### What is expected
Rewrite the lines from the one containing "of the corrugated" through the end of the records, substituting "field inspection" for "site survey" and leaving everything else unchanged.
:: Input for this task ::
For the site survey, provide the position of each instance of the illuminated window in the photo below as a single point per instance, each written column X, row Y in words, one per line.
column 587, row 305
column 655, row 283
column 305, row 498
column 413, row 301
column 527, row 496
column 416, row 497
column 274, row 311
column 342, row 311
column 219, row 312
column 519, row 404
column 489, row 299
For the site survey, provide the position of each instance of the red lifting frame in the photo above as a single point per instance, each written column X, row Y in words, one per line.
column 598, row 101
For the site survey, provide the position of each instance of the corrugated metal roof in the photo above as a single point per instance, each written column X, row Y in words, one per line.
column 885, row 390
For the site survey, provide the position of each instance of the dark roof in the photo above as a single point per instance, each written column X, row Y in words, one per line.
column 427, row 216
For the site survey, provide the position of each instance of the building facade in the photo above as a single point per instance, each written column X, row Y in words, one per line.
:::
### Correct result
For the field inspection, provide the position of each instance of the corrugated metal roof in the photo above as a single point per instance, each written column X, row Y in words, one per line.
column 885, row 390
For the field inspection, provide the position of each instance of the dark roof in the photo above as a single point per instance, each written column X, row Y in words, one per line.
column 427, row 216
For the field inspection, provide the position of each instance of the building facade in the photo above as a single point per instance, each written column X, row Y in words, one per line.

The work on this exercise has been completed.